What is needed -
Your response needs to be the data below, retyped exactly.
================
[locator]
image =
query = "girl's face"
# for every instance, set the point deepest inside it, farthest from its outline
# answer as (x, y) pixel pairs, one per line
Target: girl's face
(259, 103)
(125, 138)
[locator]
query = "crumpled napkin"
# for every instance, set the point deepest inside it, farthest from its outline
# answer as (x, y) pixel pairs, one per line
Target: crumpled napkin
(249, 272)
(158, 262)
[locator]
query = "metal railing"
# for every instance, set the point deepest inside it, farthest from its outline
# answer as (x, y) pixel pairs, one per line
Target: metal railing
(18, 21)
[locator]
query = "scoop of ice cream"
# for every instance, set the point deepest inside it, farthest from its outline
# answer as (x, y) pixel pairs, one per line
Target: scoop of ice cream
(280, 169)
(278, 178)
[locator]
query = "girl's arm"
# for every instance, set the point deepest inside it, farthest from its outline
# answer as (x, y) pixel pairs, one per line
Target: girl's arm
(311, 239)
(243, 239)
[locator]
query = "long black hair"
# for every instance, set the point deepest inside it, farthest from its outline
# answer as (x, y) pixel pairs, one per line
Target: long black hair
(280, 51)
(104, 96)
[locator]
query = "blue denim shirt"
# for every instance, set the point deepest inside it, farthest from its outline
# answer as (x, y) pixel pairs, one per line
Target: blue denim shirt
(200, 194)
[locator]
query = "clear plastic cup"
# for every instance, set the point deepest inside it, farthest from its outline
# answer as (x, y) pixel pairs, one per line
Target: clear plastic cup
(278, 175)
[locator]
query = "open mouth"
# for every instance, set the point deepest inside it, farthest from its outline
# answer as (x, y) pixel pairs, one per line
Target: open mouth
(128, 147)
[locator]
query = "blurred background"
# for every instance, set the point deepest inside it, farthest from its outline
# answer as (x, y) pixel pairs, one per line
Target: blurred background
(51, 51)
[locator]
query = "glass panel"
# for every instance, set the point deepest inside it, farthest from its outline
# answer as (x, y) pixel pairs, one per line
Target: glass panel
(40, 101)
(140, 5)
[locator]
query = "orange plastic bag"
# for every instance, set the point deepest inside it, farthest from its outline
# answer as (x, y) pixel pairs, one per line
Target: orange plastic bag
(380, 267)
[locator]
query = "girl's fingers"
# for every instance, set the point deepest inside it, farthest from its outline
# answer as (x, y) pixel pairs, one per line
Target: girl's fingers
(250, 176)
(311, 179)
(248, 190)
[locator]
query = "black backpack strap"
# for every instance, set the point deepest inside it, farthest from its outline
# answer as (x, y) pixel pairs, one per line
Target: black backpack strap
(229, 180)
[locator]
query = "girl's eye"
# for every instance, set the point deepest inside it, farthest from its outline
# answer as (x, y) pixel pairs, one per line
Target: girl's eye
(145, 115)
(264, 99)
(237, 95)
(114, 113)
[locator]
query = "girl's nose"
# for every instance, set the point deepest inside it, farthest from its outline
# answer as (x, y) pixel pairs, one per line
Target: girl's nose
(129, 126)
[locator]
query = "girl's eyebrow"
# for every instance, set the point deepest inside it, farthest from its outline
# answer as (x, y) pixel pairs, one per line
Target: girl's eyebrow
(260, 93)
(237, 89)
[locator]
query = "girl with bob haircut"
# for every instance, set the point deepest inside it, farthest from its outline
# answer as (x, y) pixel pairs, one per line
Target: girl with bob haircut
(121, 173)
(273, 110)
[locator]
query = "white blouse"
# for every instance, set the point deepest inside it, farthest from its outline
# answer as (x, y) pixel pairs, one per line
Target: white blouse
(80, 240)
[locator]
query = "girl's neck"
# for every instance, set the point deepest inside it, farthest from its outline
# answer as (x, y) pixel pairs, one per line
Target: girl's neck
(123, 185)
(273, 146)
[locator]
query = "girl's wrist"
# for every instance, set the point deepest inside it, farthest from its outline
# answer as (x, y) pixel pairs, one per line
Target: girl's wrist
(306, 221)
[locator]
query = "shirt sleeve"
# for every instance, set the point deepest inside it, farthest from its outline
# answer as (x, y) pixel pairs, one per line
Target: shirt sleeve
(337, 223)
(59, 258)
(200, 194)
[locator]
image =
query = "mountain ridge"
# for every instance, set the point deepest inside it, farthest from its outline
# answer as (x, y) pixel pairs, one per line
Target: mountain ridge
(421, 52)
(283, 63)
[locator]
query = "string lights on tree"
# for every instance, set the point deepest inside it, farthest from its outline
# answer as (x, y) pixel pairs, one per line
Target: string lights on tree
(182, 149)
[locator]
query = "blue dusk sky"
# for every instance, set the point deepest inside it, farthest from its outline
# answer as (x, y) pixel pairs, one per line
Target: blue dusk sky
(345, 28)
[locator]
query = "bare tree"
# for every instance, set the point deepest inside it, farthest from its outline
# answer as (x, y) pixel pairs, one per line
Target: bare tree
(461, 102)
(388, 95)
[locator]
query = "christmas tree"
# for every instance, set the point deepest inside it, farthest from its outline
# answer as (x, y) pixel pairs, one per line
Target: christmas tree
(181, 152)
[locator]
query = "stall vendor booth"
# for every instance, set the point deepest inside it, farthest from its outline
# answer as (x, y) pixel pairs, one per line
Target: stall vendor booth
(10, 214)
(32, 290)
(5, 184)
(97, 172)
================
Output of the exercise -
[locator]
image =
query = "girl's face"
# for every instance, set the point deepest inside it, farthest from its outline
# answer as (x, y) pixel pairs, one per line
Target: girl's face
(259, 103)
(125, 138)
[locator]
query = "crumpled napkin"
# for every instance, set the point deepest inside it, farthest from its outline
# answer as (x, y) pixel pairs, one per line
Target: crumpled napkin
(249, 272)
(158, 262)
[locator]
query = "metal railing"
# for every instance, set the point deepest inside it, farthest from its outline
# answer as (x, y) pixel pairs, one per line
Target: metal railing
(18, 21)
[locator]
query = "scoop of ice cream"
# for every instance, set the point deepest inside it, farthest from its outline
# answer as (x, y) pixel pairs, one per line
Target: scoop of ice cream
(280, 169)
(278, 178)
[locator]
query = "girl's arm"
# for every instance, set the point deepest inside it, farthest from its outline
# answer as (x, y) pixel pairs, one per line
Target: girl's arm
(311, 239)
(243, 239)
[locator]
query = "long black hair"
# for every instance, set the point deepest inside it, farthest from its outline
# answer as (x, y) pixel pairs, one per line
Target: long black hair
(280, 51)
(104, 96)
[locator]
query = "blue denim shirt"
# for every instance, set the point deepest inside it, farthest from its outline
# answer as (x, y) pixel pairs, one per line
Target: blue denim shirt
(200, 194)
[locator]
query = "clear plastic cup"
# for every instance, set the point deepest inside it, farthest from its outline
# answer as (x, y) pixel pairs, one per line
Target: clear plastic cup
(278, 175)
[locator]
query = "open mouth"
# for every instance, set the point deepest inside it, farthest from its outline
# answer as (x, y) pixel pairs, one per line
Target: open mouth
(128, 147)
[locator]
query = "blurred background"
# for every instance, set the point deepest inside it, farthest from its outline
# answer as (x, y) pixel pairs, one per line
Target: blurred background
(51, 51)
[locator]
query = "glass panel"
# for every instance, set the point deepest inside it, farthest from its outline
# answer as (x, y) pixel pairs, one per line
Target: glass panel
(40, 101)
(140, 5)
[locator]
query = "orange plastic bag"
# for every instance, set the point deepest inside it, farthest from its outline
# answer as (x, y) pixel pairs, one per line
Target: orange plastic bag
(380, 267)
[locator]
query = "girl's fingers"
# for every instance, set the point deepest inside it, farthest from its outline
# answer as (x, y) pixel pairs, one per line
Target: girl's fingers
(250, 176)
(311, 179)
(248, 190)
[locator]
query = "black backpack strap"
# for every instance, set the point deepest inside it, farthest from its outline
# answer as (x, y) pixel pairs, one per line
Target: black backpack strap
(229, 180)
[locator]
query = "girl's eye"
# for every instance, set the point deepest inside it, farthest from its outline
# answer as (x, y) pixel pairs, one per line
Target: girl's eye
(145, 115)
(264, 99)
(237, 95)
(114, 113)
[locator]
query = "girl's nose"
# for every instance, set the point deepest inside it, farthest from its outline
# answer as (x, y) pixel pairs, one per line
Target: girl's nose
(129, 126)
[locator]
query = "girl's eyebrow"
# for every instance, set the point deepest inside it, farthest from its outline
# answer as (x, y) pixel pairs, one per line
Target: girl's eyebrow
(260, 93)
(237, 89)
[locator]
query = "girl with bob haircut"
# for every instance, set the point deepest inside it, farthest from its outline
# answer as (x, y) pixel pairs, one per line
Target: girl with bob haircut
(121, 173)
(273, 110)
[locator]
query = "white blouse"
# for every instance, set the point deepest inside it, farthest from its outline
# answer as (x, y) pixel pairs, one per line
Target: white blouse
(80, 240)
[locator]
query = "girl's neck"
# for every instance, set the point deepest inside it, farthest from its outline
# answer as (x, y) pixel pairs, one per line
Target: girl's neck
(123, 185)
(273, 146)
[locator]
query = "girl's wrist"
# for every instance, set the point deepest inside it, farthest from its outline
# answer as (x, y) pixel pairs, one per line
Target: girl's wrist
(306, 221)
[locator]
query = "shirt sleeve"
# for every instance, set the point deepest inside it, farthest from its outline
# answer as (x, y) pixel pairs, one per line
Target: shirt sleeve
(337, 223)
(59, 258)
(200, 194)
[locator]
image =
query = "mountain ridge"
# for every instance, set the point deepest inside it, farthest from its outline
# answer as (x, y) pixel pairs, one per line
Target: mountain ridge
(421, 52)
(283, 63)
[locator]
query = "string lights on tree"
# for every instance, set the point deepest inside it, farthest from its outline
# answer as (x, y) pixel pairs, one per line
Target: string lights on tree
(182, 149)
[locator]
query = "blue dusk sky"
# for every instance, set the point deepest inside it, farthest from its outline
# answer as (x, y) pixel pairs, one per line
Target: blue dusk sky
(345, 28)
[locator]
query = "bare tree"
# for every instance, set the point deepest inside it, farthest from its outline
# answer as (x, y) pixel pairs, one per line
Target: bare tree
(461, 102)
(388, 95)
[locator]
query = "christmas tree"
# for every instance, set the point deepest inside it, farthest from its outline
# answer as (x, y) pixel pairs, one per line
Target: christmas tree
(181, 152)
[locator]
query = "stall vendor booth"
# for every instance, set the point deepest inside it, farthest from its outline
# answer as (x, y) pixel pairs, one per line
Target: stall vendor booth
(10, 214)
(32, 290)
(5, 184)
(97, 172)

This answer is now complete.